TEXT PROVIDED:
Last Summer
- Doubleday 1st Edition (hardcover)
- Author: Evan Hunter
- Language: English
- Genre: Psychological thriller Coming of age
- Publisher: Doubleday
- Publication date: 1968
- Publication place: United States
- ISBN: 9789997517210 (hardcover edition)
- OCLC: 1035915177
- Followed by: Come Winter (sequel)

= Last Summer (novel) =

1968 coming-of-age novel by Evan Hunter

Last Summer is a 1968 American coming-of-age psychological thriller novel by Evan Hunter. The book loosely chronicles a summer on Fire Island shared by three affluent but troubled adolescents who become increasingly cruel and hedonistic as they experiment with drugs, sex, bizarre social pranks and alcohol, leading them to eventually commit a heinous act against a companion of theirs. The book was adapted into a film by the same title in 1969, and was followed by a sequel, Come Winter, in 1973. The character David's name is changed to Dan in the film adaptation.

PROBLEMS TO WORK ON:
(1) Please reproduce a passage from the Last Summer entry word for word, beginning at the words "1968 coming-of-age novel" and stopping after "the film adaptation.".
(2) Using the Last Summer entry, explain what leads the three adolescents to commit a heinous act against their companion.

INFORMATION GIVEN:
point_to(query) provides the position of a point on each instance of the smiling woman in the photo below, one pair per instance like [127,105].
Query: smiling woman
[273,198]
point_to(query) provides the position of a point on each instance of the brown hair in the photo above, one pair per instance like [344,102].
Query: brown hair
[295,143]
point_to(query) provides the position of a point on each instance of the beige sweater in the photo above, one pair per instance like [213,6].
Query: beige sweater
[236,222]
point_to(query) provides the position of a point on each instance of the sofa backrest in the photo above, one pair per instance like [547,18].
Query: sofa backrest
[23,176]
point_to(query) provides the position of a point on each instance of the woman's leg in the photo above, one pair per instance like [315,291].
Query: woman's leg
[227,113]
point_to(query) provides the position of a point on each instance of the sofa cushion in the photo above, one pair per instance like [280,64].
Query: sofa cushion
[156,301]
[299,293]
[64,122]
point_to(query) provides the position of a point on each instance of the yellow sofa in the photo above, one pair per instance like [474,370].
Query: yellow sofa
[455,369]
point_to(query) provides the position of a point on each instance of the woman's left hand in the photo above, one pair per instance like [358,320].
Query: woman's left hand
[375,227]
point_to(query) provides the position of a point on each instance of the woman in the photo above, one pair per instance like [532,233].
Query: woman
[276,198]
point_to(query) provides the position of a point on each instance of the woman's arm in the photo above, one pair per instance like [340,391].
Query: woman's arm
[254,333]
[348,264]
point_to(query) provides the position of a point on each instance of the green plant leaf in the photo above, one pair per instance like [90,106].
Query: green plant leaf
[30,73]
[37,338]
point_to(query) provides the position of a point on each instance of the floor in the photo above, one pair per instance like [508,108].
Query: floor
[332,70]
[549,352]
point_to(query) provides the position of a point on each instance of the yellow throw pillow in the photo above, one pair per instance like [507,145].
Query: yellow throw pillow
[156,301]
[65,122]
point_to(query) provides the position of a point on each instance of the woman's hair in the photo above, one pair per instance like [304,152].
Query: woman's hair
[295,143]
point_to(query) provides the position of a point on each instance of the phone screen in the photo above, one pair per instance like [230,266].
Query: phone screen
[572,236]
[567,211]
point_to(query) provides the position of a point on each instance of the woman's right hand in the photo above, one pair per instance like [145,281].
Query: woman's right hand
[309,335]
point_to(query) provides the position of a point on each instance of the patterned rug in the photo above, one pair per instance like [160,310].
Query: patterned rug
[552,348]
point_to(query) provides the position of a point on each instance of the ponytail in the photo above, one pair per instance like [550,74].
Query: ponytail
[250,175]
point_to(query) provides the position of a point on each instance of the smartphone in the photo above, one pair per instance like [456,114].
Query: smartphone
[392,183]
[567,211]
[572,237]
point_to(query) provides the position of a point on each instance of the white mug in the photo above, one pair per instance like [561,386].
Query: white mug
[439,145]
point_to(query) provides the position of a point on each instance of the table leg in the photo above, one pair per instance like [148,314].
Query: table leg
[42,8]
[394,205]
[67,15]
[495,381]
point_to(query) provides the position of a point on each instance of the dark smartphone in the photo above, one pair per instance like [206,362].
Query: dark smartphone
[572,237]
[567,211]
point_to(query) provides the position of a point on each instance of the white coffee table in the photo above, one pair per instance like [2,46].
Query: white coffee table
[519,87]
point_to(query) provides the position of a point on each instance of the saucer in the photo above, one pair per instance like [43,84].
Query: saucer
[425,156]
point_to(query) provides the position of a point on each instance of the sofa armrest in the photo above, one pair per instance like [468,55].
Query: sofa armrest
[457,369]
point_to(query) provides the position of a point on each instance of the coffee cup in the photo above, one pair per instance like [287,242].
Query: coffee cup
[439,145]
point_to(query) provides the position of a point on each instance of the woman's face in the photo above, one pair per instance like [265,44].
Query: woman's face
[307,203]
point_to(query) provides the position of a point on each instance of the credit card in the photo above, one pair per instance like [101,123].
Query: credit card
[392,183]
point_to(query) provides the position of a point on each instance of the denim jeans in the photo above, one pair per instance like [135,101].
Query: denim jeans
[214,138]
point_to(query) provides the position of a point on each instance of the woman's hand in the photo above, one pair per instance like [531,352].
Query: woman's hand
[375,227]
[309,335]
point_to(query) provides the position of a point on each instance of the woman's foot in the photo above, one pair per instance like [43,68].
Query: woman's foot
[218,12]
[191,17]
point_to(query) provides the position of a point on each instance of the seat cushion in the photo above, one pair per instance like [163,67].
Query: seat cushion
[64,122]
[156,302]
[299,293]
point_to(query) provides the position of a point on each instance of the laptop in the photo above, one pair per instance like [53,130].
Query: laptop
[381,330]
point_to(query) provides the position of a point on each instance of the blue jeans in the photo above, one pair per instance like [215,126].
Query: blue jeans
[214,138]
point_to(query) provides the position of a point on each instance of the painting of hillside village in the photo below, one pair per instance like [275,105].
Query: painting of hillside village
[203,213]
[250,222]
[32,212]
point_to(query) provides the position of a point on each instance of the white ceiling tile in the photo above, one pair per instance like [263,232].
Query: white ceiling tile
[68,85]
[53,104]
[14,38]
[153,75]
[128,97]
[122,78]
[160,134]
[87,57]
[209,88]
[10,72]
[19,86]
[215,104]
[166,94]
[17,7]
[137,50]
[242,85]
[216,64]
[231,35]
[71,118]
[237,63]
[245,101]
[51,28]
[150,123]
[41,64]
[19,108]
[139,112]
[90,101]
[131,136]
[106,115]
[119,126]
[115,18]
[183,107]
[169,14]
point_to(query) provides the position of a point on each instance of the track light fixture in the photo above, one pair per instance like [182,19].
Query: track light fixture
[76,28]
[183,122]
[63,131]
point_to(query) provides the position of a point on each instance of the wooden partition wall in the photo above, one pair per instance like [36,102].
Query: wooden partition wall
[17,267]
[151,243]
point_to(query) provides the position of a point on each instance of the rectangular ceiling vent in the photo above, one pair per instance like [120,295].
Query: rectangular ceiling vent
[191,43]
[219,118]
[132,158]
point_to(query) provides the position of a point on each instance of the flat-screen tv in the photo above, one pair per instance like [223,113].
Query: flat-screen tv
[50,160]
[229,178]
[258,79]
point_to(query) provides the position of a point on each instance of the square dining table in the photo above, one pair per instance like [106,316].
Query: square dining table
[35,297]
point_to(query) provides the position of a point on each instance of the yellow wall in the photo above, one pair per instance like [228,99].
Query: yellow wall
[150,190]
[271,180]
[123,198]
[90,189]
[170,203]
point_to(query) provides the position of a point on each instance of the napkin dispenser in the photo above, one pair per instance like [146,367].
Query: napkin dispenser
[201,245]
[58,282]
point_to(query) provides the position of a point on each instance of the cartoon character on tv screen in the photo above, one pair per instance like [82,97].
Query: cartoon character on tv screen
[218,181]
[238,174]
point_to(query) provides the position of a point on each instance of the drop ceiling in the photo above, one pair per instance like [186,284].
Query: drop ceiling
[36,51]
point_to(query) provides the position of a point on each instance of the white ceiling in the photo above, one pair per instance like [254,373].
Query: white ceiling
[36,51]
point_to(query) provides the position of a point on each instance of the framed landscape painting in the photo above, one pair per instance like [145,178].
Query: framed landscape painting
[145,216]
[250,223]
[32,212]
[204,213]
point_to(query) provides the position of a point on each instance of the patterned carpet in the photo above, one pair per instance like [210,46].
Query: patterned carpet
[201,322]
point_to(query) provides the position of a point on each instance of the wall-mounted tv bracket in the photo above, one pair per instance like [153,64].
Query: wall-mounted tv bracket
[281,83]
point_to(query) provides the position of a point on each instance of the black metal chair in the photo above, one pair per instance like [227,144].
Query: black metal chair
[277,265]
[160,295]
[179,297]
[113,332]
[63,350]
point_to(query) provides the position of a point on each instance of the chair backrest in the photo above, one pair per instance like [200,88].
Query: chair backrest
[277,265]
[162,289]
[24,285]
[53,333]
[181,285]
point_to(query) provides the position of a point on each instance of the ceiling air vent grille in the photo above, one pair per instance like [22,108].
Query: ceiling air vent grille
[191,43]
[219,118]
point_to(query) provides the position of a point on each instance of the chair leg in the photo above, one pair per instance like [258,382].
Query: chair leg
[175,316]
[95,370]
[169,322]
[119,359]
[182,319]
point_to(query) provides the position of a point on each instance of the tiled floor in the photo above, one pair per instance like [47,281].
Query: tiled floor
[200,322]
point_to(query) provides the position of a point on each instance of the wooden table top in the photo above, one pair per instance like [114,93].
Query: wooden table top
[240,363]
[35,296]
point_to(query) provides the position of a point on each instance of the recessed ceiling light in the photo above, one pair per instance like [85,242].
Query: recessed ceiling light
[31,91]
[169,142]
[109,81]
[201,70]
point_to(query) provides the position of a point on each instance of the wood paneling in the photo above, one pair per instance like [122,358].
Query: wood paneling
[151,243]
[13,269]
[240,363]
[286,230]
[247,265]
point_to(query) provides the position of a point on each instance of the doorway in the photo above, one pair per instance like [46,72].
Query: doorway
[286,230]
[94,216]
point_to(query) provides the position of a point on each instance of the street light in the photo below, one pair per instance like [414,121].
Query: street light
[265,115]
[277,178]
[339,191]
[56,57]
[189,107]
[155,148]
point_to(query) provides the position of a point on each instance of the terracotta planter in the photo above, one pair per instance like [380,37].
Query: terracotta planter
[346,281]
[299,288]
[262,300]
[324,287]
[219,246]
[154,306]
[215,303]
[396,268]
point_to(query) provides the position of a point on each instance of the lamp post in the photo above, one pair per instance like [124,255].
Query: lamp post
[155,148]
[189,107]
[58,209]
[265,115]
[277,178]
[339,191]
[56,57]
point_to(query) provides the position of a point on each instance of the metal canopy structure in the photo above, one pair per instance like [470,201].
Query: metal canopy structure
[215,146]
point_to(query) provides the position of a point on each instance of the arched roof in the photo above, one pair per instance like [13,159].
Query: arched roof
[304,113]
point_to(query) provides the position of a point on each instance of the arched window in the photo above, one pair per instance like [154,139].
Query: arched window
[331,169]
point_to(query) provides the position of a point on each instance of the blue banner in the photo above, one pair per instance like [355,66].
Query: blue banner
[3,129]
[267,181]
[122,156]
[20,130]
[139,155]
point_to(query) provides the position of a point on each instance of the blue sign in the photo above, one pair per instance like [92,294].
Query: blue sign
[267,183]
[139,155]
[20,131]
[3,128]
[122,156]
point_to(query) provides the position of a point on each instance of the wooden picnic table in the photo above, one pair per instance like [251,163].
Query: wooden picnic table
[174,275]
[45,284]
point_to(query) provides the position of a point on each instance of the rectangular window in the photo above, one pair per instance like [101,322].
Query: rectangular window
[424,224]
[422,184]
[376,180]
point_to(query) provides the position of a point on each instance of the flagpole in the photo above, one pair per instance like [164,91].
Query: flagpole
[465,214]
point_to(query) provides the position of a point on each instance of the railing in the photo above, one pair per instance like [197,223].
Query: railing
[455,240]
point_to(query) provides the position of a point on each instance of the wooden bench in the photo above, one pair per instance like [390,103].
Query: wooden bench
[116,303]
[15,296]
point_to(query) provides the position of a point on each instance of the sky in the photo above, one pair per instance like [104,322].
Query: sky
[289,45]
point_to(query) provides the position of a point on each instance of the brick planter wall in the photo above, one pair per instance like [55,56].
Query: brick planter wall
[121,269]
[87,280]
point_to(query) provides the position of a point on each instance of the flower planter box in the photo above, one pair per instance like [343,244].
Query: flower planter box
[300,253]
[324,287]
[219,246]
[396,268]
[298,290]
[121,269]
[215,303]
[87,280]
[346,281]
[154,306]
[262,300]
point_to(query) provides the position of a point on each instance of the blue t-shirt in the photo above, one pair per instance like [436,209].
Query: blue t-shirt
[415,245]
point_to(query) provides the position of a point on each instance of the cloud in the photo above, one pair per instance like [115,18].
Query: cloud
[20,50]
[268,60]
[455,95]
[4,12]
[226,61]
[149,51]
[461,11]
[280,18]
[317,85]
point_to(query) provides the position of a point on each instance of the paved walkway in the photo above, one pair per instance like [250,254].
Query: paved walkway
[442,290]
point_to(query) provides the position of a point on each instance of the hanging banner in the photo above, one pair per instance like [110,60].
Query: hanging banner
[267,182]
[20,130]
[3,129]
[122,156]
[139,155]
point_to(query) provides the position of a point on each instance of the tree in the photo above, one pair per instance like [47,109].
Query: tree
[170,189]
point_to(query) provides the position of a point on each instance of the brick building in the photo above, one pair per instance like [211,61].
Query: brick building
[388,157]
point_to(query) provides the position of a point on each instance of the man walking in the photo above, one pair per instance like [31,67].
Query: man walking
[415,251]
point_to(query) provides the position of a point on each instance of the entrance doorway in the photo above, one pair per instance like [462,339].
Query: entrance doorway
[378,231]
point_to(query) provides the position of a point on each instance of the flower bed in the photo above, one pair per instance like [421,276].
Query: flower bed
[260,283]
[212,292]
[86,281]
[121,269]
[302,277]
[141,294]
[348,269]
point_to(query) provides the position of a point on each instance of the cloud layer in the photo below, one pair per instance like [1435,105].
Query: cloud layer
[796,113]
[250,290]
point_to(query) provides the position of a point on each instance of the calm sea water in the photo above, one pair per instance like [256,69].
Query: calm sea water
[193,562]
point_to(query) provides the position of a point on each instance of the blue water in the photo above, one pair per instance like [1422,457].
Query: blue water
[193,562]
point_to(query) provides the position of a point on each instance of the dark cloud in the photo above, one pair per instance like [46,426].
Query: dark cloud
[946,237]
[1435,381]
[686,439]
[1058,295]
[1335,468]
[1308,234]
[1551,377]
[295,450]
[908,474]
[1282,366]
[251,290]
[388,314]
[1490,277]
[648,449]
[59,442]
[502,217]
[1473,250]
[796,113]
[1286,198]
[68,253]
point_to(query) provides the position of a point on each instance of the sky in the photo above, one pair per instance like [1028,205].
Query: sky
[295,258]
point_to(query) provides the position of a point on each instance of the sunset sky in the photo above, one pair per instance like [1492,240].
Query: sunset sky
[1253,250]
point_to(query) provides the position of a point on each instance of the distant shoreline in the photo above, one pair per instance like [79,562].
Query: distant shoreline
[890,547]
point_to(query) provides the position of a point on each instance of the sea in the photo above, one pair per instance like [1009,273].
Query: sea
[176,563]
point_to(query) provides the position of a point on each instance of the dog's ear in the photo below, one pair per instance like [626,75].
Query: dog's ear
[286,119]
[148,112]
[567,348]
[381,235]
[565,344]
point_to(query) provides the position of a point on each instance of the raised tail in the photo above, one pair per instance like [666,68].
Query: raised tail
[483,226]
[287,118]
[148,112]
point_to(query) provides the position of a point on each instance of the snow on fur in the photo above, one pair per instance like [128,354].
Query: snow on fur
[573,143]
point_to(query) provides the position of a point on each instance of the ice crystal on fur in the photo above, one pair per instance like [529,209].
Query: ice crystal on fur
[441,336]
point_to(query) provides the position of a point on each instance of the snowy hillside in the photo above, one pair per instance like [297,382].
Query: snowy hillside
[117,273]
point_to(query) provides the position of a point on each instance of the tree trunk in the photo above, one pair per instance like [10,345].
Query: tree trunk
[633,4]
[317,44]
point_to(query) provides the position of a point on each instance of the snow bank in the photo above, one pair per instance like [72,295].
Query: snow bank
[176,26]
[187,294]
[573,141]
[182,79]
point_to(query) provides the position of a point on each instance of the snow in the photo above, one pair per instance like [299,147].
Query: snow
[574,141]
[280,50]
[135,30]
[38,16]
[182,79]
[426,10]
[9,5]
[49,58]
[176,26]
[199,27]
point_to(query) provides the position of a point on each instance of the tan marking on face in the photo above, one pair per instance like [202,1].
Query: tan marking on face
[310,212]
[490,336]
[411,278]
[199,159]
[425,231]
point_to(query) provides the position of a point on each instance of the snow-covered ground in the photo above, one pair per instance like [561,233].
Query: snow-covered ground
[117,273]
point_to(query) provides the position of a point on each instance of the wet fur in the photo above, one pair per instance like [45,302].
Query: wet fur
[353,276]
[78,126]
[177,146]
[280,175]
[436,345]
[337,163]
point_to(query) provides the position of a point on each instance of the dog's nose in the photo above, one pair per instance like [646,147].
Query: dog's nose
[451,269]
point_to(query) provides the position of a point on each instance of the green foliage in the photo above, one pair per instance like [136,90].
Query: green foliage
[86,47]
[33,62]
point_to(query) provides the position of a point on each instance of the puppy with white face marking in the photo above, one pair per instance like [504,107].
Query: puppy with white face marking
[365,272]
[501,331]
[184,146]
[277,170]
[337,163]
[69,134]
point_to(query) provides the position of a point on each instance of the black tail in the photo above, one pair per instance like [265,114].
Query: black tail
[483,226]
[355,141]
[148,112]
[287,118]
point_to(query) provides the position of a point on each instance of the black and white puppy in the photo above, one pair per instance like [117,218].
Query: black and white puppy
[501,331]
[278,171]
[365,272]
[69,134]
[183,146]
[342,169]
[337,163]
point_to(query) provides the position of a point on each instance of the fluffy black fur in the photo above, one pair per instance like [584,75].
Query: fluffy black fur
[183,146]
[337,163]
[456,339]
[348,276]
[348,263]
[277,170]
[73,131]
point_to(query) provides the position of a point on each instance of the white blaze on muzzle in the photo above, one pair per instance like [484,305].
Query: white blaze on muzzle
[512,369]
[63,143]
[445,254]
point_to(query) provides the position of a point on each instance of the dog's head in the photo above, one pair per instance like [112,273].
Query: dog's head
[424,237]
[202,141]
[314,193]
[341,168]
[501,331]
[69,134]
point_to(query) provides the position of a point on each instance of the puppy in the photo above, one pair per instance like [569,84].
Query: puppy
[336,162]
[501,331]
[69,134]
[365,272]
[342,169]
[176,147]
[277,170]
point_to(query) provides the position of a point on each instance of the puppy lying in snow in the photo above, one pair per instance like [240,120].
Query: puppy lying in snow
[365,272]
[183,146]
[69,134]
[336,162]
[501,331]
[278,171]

EXPECTED RESPONSES:
(1)
1968 coming-of-age novel by Evan Hunter

Last Summer is a 1968 American coming-of-age psychological thriller novel by Evan Hunter. The book loosely chronicles a summer on Fire Island shared by three affluent but troubled adolescents who become increasingly cruel and hedonistic as they experiment with drugs, sex, bizarre social pranks and alcohol, leading them to eventually commit a heinous act against a companion of theirs. The book was adapted into a film by the same title in 1969, and was followed by a sequel, Come Winter, in 1973. The character David's name is changed to Dan in the film adaptation.

(2) The three adolescents grow increasingly cruel and hedonistic as they experiment with drugs, sex, bizarre social pranks and alcohol. This escalation eventually leads them to commit a heinous act against a companion.